═══ Text excerpt

Archive for the 'Boating' Category

Life Jackets Save Lives

Monday, May 21st, 2018

Everyone who goes on the water should wear a life jacket.

This is Passport to Texas

We’re on the threshold of summer; and what goes well with summer in Texas? Boating, of course. But before you get on the water, Tim Spice says: put on a life jacket.

A life jacket is something you wear that provides buoyancy if you jumped in the water or fell in the water.

Spice oversees boater education for Texas Parks and Wildlife. People make excuses to avoid wearing life jackets—including that they’re ugly—says Spice. But ask yourself this: is your street cred as a fashionista really more important than your life?

It’s one of the key components of drowning prevention. The Coast Guard estimates that 70% to 80% of the people who drown would be alive if they just wore a life jacket.

Tim Spice says, today’s life jackets are not the awkward, ill-fitting, boxy garments of a generation ago.

There are lots of new life jacket designs out there now. They don’t get in the way; they’re lightweight. Just really neat technology used today. Inflatable life jackets. And if you get into an emergency, or you’re not familiar with your surroundings—a lifejacket will be there to save your life.

“Life” is in the name, for goodness sake. Find information on choosing the right lifejacket for you and your family on the Texas Parks and Wildlife website.

The Sport Fish Restoration program supports our series.

For Texas Parks and Wildlife, Cecilia Nasti.

TPW TV- Goliad Paddling Trail

Friday, May 11th, 2018

Enjoying time on the Goliad Paddling Trail

This is Passport to Texas

Goliad State Park and Historic Site was the first park to host an inland paddling trail. The trail meanders along the San Antonio River.

It’s about 6.1 miles of beautiful pristine river. The site here in our park is the take out site. The other developed areas to get on the paddling trail is north of our park. So once you get to the park people have to get off the river unless they want to continue to float with no easy access to get off.

Brenda Justice is park superintendent. Next week the Texas Parks and Wildlife TV series on PBS features the trail and the folks who love it, including Charles Clapsaddle.

══════
═══ Information supplied

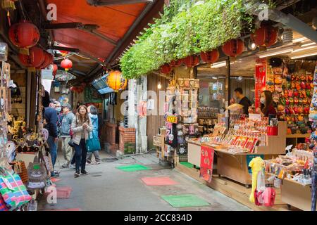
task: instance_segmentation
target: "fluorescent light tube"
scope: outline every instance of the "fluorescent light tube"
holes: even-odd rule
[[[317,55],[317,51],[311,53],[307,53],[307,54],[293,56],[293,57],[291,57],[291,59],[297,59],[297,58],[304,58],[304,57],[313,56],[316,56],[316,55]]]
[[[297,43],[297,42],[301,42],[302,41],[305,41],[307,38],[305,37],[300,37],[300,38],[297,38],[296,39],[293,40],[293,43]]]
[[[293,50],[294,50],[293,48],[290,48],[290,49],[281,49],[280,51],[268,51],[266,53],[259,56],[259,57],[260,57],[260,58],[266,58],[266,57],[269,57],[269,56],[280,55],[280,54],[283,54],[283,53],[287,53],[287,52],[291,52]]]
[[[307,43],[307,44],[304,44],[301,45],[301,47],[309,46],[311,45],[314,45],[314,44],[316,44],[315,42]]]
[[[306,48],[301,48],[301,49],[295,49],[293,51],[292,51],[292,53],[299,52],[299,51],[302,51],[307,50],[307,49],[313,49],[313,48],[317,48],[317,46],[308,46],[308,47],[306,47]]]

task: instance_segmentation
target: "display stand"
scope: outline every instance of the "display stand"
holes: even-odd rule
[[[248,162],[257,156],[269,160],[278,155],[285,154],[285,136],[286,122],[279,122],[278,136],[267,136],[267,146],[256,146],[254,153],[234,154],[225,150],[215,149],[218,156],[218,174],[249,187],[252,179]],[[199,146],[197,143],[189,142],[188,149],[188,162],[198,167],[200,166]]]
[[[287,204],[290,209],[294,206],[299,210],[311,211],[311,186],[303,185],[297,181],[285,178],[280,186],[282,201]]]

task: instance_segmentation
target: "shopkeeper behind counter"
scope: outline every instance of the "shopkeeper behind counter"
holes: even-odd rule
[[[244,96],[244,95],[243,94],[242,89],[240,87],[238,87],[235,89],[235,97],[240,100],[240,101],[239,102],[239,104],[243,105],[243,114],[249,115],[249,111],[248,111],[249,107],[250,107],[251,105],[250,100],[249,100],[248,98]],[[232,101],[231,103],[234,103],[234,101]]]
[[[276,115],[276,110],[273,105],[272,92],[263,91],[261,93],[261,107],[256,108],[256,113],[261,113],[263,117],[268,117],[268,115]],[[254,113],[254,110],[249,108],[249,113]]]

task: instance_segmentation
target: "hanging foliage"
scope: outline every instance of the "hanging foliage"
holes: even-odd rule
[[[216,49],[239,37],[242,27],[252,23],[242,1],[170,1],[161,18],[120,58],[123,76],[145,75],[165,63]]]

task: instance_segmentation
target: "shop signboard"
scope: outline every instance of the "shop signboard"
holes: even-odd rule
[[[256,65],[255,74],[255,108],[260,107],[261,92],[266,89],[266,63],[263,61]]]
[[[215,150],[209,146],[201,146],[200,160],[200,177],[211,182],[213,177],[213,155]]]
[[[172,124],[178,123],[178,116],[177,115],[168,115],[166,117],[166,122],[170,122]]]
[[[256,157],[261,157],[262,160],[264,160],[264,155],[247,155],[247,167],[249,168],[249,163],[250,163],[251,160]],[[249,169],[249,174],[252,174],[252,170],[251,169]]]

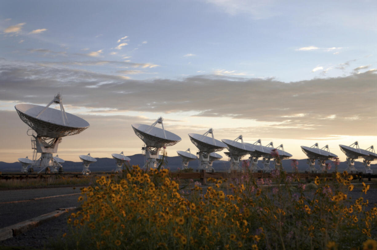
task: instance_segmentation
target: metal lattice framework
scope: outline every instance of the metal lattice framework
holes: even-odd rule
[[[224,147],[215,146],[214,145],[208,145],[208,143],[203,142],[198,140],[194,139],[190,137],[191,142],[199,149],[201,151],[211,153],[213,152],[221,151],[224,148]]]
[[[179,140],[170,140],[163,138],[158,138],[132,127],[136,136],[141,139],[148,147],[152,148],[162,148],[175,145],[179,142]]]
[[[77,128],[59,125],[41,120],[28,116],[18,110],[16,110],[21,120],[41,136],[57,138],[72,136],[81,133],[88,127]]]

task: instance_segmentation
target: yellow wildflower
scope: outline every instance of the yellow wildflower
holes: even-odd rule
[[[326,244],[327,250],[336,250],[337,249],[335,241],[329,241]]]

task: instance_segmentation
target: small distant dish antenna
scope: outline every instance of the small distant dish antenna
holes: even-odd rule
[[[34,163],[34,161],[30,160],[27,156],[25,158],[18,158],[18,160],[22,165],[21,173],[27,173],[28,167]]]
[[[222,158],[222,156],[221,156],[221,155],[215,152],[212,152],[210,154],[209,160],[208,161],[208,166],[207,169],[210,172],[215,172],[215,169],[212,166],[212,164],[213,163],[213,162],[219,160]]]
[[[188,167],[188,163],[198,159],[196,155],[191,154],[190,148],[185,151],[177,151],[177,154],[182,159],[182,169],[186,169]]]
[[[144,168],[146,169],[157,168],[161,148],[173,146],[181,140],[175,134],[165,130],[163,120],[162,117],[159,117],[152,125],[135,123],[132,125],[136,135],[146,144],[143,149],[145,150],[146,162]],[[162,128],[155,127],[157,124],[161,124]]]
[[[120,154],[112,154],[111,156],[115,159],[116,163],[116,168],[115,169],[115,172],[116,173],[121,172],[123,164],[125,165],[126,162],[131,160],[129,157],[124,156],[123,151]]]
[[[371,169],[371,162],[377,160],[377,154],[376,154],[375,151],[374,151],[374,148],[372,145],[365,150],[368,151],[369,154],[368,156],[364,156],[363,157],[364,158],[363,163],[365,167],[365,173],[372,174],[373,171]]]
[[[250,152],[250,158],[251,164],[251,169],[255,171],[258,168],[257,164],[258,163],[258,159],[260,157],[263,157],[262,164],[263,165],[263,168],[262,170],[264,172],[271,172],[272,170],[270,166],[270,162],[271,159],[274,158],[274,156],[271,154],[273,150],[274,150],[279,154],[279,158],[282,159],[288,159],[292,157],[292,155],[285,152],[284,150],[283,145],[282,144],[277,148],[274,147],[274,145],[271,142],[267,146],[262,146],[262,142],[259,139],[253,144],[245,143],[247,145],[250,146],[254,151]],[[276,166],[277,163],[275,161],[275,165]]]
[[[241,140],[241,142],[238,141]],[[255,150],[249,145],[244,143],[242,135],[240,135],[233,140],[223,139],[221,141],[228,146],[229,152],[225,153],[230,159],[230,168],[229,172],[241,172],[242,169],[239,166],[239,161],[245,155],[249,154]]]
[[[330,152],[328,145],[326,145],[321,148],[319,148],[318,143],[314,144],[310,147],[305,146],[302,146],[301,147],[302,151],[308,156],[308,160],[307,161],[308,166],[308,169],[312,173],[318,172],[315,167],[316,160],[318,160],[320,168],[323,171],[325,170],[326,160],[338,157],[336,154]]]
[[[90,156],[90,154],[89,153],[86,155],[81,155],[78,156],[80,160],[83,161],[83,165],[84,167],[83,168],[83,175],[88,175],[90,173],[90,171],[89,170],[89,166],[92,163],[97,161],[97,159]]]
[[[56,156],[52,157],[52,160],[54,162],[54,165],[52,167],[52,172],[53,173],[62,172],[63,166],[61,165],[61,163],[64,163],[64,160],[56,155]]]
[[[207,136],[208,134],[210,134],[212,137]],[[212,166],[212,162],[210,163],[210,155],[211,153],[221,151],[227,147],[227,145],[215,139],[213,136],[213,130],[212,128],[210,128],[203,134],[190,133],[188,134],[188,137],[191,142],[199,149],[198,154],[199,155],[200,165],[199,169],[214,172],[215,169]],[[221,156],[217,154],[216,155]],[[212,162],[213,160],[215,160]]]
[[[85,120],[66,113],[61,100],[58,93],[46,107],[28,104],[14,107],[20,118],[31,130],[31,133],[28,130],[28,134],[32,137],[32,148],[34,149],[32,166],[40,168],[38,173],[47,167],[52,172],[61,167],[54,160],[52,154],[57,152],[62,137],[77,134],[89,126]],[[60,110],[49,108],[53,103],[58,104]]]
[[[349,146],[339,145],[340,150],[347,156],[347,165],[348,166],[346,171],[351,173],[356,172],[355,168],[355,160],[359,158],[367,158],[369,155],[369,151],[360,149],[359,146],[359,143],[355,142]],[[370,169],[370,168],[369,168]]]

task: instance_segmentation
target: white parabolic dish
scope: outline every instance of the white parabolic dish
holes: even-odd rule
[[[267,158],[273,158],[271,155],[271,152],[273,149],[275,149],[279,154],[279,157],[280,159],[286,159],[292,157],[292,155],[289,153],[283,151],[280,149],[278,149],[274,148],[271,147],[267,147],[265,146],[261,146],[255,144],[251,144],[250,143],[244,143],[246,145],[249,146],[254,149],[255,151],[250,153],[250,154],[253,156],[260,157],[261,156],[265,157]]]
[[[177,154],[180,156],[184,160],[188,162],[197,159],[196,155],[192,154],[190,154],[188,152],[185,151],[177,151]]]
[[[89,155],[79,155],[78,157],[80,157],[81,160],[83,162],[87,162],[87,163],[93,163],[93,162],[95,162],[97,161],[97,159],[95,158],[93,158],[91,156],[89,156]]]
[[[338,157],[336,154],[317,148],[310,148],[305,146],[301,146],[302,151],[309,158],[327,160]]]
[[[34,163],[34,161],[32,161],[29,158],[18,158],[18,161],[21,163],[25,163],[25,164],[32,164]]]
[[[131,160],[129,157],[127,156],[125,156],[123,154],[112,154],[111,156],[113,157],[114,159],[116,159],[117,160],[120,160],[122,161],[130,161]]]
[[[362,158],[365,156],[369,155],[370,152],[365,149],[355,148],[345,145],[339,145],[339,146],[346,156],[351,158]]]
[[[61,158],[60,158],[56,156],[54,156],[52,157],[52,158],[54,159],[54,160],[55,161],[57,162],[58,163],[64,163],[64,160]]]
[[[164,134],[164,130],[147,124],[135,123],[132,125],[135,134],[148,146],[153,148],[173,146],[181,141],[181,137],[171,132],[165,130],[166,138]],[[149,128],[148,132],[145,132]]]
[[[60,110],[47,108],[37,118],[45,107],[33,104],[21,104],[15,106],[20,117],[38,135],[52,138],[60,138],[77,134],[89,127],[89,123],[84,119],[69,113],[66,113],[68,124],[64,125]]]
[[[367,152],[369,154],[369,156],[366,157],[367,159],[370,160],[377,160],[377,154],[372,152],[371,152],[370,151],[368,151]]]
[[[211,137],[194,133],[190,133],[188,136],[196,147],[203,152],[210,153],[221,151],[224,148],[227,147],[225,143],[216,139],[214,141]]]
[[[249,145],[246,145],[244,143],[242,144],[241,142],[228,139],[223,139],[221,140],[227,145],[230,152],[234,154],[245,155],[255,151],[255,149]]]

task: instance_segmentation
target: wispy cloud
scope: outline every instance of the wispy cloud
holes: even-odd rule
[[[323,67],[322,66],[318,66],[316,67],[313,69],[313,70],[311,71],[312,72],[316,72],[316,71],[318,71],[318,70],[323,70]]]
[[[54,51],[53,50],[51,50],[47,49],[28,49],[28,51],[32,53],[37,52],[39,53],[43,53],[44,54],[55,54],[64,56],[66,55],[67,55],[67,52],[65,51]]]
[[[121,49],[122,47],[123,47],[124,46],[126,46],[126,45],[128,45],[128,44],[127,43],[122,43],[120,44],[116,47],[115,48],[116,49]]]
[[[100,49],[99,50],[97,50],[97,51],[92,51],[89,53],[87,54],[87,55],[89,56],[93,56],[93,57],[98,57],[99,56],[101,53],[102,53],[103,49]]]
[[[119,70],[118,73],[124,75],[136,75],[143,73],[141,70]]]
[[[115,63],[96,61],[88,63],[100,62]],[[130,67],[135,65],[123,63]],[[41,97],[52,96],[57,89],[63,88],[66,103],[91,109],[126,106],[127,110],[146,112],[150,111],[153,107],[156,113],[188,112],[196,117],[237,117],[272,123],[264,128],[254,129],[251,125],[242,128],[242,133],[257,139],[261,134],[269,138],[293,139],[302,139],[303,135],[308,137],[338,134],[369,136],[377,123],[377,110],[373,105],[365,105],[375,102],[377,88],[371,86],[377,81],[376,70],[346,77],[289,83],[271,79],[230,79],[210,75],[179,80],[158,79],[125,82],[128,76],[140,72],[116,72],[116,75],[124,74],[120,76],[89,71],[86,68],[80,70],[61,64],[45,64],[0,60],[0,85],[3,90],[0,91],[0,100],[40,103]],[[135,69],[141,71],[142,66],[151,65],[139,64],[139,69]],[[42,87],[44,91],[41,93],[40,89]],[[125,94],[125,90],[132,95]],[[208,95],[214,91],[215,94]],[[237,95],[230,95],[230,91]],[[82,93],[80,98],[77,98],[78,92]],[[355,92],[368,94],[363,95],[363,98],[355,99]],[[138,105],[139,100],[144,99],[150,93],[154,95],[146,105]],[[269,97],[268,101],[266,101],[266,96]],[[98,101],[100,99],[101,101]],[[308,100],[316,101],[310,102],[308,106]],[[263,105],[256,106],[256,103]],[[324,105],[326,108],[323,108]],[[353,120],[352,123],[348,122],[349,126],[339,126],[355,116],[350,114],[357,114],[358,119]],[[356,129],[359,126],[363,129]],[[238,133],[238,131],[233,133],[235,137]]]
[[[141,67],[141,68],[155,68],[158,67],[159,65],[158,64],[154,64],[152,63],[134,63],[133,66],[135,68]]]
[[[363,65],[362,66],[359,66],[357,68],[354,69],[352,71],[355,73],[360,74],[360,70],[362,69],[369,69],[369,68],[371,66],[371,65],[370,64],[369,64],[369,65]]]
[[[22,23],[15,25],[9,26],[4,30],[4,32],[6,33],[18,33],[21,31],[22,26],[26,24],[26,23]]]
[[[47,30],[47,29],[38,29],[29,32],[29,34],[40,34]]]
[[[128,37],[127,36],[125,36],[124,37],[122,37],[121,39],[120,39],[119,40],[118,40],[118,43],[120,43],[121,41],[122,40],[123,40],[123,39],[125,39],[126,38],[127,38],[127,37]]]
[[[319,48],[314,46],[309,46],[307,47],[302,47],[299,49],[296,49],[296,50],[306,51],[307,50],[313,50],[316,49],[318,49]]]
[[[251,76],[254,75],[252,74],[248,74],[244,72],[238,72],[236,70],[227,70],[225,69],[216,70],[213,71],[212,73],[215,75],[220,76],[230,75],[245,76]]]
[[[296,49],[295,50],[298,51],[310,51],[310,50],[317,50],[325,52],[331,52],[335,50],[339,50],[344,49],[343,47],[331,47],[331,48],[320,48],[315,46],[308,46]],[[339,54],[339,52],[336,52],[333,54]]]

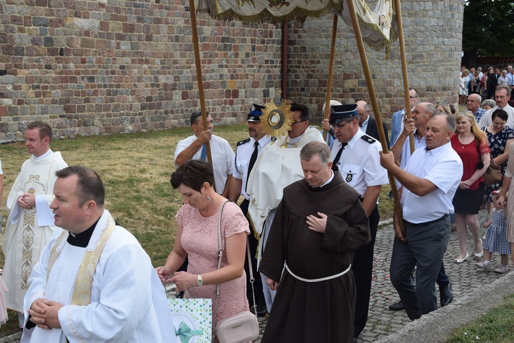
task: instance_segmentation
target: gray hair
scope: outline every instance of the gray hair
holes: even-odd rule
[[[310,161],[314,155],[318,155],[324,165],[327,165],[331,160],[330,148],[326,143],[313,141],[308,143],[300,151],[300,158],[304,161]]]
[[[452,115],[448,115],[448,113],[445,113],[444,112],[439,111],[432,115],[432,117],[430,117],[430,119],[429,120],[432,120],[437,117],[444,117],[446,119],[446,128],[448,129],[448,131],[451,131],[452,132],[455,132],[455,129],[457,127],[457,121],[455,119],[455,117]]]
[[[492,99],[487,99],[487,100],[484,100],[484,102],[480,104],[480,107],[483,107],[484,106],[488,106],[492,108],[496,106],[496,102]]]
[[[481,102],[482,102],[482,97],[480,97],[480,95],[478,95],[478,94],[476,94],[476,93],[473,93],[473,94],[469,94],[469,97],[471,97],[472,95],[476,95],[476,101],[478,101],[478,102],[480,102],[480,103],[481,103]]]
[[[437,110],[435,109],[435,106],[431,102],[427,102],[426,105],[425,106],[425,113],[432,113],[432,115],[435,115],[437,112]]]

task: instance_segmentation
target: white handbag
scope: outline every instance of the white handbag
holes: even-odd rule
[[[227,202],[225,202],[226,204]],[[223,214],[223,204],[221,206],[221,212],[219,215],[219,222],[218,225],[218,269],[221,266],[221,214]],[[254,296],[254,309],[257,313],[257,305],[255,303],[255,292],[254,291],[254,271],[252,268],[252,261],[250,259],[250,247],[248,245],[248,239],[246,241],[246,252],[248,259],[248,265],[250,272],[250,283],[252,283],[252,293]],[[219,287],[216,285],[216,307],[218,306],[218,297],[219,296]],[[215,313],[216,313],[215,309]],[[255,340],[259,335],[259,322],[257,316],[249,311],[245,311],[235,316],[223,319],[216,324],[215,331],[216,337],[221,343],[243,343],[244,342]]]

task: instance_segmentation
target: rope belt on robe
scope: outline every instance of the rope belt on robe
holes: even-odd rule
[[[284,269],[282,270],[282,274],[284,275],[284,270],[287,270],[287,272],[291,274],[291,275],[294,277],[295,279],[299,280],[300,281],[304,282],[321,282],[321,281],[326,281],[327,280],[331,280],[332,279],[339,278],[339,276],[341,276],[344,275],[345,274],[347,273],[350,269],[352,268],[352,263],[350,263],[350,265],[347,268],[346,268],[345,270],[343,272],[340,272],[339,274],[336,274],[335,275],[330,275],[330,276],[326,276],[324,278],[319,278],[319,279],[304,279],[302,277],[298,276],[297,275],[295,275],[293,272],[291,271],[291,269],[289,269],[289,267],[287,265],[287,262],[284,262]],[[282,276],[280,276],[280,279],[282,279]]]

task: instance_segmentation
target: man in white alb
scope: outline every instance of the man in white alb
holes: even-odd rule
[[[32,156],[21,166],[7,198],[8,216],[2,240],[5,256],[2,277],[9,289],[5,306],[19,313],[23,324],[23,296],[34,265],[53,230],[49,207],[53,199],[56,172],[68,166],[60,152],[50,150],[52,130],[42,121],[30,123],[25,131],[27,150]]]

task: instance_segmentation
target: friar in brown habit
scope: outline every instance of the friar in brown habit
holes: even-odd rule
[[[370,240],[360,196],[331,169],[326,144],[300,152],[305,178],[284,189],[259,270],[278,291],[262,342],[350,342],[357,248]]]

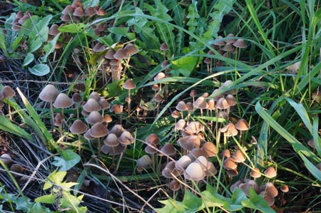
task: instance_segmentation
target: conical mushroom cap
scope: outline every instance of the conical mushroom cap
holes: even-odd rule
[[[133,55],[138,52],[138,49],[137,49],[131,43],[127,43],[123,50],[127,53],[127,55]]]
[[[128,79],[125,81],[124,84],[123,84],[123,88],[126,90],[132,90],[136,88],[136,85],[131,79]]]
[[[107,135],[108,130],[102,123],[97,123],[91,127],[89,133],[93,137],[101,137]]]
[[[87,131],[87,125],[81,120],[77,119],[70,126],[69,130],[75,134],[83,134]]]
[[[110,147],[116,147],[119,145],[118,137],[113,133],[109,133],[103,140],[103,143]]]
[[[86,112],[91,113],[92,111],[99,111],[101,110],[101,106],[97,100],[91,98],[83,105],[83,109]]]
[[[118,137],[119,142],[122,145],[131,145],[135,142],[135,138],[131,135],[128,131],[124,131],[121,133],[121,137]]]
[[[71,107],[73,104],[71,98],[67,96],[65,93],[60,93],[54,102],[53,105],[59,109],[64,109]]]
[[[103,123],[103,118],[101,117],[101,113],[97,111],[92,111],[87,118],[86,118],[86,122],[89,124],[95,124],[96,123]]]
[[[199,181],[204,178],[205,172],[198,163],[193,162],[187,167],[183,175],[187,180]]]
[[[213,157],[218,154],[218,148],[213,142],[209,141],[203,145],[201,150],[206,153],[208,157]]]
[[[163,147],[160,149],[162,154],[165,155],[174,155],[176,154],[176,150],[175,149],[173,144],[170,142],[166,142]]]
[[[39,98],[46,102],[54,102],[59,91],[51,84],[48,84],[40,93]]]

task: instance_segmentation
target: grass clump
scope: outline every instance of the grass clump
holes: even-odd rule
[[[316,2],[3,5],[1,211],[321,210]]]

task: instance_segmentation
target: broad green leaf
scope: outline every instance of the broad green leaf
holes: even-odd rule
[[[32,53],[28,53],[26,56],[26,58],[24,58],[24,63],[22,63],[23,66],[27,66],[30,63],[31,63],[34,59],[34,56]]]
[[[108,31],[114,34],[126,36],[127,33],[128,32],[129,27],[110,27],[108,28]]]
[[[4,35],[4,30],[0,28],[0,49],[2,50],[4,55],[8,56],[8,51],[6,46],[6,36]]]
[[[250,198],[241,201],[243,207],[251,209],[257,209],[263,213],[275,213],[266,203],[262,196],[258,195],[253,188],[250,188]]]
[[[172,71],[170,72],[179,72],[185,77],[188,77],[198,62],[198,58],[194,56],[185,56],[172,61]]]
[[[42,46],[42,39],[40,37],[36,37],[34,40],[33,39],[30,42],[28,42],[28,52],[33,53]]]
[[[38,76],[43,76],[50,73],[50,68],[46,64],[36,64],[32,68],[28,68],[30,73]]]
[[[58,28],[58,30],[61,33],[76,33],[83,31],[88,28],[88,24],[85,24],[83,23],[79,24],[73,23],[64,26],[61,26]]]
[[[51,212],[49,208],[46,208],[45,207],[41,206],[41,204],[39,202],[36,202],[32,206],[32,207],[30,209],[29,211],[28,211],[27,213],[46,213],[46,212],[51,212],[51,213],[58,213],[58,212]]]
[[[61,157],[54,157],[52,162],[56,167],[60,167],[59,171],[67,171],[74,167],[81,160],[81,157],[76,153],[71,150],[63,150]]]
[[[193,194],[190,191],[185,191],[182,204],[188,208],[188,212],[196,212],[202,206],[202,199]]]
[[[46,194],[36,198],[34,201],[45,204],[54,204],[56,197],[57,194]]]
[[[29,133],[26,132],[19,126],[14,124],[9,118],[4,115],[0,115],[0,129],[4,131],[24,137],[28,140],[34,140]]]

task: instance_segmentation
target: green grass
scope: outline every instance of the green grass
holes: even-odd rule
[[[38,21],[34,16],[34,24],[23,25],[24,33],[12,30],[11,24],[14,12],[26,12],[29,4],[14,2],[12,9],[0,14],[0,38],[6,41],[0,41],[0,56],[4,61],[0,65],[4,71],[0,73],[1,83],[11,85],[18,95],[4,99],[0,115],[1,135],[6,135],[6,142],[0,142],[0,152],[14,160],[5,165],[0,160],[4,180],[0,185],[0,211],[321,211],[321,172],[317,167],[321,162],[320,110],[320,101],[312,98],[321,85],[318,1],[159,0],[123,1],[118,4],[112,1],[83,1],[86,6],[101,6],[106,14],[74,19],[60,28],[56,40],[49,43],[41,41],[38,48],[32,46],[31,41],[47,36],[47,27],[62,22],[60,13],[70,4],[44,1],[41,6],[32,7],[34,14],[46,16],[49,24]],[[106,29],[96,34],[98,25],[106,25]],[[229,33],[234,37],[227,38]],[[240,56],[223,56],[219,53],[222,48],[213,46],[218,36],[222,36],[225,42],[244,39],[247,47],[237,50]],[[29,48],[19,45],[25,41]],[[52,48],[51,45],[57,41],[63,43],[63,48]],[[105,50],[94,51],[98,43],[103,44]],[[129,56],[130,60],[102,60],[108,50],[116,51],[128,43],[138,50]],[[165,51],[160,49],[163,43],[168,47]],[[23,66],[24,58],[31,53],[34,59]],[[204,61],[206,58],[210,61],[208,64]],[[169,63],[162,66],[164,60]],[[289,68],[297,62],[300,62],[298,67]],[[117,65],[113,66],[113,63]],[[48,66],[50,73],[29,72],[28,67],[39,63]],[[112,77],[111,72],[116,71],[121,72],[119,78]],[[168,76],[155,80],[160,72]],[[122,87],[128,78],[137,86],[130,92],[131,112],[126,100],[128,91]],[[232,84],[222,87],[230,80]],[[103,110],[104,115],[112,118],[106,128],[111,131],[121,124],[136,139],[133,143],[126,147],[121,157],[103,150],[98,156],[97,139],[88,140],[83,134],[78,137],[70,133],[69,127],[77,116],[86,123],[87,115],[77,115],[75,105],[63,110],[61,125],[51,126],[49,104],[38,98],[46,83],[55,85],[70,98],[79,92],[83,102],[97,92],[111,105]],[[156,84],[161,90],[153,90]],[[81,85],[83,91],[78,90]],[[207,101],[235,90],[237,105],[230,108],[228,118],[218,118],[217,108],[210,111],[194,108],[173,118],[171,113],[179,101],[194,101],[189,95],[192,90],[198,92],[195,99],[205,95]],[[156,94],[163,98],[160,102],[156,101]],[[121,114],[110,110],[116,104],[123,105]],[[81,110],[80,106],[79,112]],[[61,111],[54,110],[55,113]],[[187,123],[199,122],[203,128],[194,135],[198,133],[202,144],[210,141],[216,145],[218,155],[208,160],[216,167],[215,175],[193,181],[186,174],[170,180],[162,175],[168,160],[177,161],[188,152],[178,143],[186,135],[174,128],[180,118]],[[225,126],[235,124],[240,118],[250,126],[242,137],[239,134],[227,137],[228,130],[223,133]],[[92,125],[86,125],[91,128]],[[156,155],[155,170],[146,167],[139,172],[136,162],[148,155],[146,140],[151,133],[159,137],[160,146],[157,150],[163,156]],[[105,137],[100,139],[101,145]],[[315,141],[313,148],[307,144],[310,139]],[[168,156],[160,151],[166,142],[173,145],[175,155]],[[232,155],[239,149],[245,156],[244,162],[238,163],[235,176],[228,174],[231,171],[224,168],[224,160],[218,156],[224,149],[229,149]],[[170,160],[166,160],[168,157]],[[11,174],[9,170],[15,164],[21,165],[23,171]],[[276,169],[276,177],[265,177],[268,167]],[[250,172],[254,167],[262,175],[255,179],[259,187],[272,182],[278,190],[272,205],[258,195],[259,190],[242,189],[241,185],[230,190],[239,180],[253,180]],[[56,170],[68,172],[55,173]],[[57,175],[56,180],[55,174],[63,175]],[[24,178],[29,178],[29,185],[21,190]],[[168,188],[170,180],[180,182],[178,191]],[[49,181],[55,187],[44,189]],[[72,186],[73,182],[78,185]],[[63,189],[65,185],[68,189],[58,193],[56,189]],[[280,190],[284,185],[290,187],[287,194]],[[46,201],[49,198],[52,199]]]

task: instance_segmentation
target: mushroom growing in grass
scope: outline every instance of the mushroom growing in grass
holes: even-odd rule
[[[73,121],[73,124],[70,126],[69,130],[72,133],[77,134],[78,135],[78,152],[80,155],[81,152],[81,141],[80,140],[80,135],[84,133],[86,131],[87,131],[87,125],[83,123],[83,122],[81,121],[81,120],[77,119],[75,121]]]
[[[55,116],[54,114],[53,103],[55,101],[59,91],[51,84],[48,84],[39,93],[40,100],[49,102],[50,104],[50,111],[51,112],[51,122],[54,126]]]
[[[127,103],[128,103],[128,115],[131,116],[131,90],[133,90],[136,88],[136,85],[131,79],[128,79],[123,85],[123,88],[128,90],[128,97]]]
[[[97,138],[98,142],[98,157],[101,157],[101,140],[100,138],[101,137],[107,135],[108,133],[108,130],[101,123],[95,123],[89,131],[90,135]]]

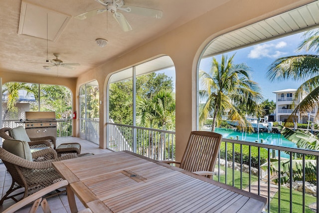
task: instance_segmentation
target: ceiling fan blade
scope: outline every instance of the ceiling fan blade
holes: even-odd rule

══════

● **What is needed**
Transcribe the boating archive, everything from "It’s one of" down to "save your life.". The lines have nothing to do with this.

● **Finished exercise**
It’s one of the key components of drowning prevention. The Coast Guard estimates that 70% to 80% of the people who drown would be alive if they just wore a life jacket.

Tim Spice says, today’s life jackets are not the awkward, ill-fitting, boxy garments of a generation ago.

There are lots of new life jacket designs out there now. They don’t get in the way; they’re lightweight. Just really neat technology used today. Inflatable life jackets. And if you get into an emergency, or you’re not familiar with your surroundings—a lifejacket will be there to save your life.